_WHAT IS NEEDED_. Copy word for word everything from the line containing "target: glass skyscraper" down to the line containing "POLYGON ((222 31, 218", both of those lines included, and leave out any pictures.

Excerpts from a segmentation dataset
☆ ☆ ☆ ☆ ☆

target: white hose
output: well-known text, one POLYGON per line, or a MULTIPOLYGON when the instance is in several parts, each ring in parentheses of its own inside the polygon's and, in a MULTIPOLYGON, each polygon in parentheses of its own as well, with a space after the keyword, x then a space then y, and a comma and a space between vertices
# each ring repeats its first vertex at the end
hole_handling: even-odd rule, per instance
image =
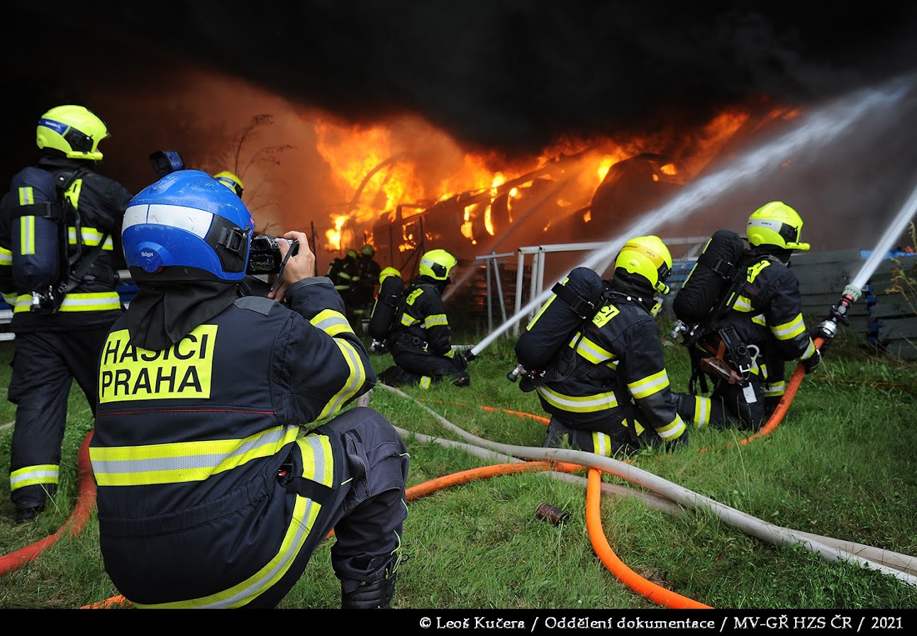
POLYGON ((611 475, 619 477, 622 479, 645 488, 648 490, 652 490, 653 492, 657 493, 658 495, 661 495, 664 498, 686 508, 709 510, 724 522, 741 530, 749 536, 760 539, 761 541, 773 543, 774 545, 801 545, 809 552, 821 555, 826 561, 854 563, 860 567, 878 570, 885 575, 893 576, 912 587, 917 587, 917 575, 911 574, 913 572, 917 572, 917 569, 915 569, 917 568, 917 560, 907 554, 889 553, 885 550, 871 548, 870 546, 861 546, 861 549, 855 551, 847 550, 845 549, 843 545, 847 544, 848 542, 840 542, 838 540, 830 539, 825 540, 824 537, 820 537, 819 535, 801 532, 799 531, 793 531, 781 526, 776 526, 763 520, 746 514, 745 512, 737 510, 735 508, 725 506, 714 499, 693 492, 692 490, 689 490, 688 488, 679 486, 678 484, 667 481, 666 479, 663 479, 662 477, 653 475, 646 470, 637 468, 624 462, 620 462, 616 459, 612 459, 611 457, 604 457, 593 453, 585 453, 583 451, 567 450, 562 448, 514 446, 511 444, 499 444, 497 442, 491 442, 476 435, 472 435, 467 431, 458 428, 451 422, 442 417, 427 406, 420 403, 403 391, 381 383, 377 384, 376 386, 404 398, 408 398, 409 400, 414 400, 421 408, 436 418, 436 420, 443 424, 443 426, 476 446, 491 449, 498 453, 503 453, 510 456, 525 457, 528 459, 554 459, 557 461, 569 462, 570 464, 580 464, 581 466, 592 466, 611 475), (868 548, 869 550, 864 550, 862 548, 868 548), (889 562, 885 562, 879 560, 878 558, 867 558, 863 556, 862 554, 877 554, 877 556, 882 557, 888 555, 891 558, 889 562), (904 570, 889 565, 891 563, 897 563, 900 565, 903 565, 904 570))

☆ ☆ ☆ ☆ ☆

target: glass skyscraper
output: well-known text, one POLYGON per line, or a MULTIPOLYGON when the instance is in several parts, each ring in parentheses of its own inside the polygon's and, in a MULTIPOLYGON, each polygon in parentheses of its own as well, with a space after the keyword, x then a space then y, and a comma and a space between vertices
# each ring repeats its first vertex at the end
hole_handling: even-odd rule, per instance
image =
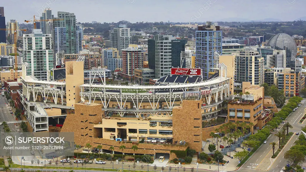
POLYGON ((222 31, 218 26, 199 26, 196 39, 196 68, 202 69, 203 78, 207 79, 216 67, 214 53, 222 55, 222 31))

☆ ☆ ☆ ☆ ☆

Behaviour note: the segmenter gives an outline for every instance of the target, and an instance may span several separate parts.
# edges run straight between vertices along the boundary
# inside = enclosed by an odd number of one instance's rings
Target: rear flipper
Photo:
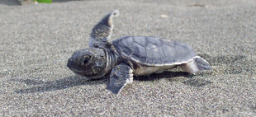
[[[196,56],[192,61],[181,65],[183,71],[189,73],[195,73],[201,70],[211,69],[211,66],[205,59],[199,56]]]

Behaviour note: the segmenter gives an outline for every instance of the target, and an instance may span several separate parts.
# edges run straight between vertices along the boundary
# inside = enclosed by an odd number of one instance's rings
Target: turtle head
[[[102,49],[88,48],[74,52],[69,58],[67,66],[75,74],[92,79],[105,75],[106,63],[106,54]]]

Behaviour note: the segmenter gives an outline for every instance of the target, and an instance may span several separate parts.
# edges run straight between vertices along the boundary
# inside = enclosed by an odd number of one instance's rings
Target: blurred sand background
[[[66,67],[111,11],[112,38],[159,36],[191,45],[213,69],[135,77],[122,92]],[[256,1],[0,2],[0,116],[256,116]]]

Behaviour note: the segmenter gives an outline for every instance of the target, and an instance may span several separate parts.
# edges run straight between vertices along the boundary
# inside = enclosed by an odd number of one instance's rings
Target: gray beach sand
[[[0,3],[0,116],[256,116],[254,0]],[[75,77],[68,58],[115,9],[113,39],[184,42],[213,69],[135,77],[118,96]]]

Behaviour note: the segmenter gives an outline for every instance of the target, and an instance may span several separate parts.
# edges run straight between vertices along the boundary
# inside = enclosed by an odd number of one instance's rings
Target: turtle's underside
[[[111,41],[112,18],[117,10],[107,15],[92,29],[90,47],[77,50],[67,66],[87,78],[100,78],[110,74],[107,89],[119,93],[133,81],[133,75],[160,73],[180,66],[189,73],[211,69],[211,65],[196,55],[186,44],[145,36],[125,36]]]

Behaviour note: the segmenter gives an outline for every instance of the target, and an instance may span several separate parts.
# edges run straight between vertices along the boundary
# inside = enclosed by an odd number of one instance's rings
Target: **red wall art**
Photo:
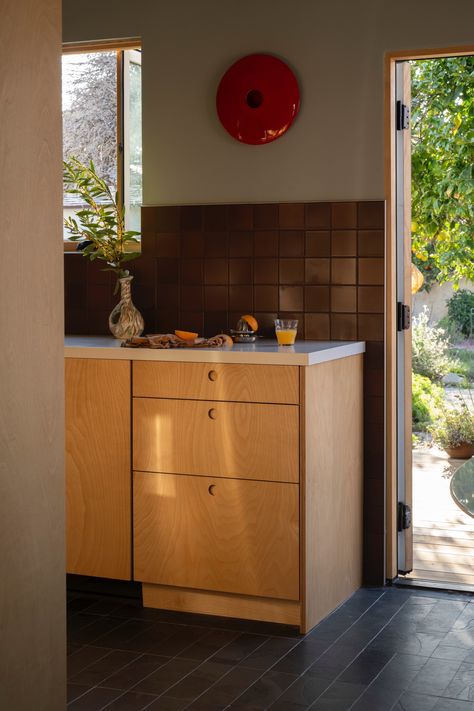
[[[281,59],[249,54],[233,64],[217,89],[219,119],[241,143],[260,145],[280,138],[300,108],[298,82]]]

☆ ☆ ☆ ☆ ☆

_THE COMPLETED TASK_.
target: glass skyscraper
output: well-known text, one POLYGON per line, or a MULTIPOLYGON when the instance is in several parts, each ring in parentheses of its own inside the polygon's and, in a MULTIPOLYGON, each polygon in parentheses of its own as well, with a space after the keyword, x then a space then y, and a comma and a space between vertices
# each ring repeats its first vertex at the end
hole_handling: even-odd rule, per instance
image =
POLYGON ((222 31, 218 26, 199 26, 196 39, 196 68, 202 69, 203 78, 207 79, 216 67, 214 53, 222 55, 222 31))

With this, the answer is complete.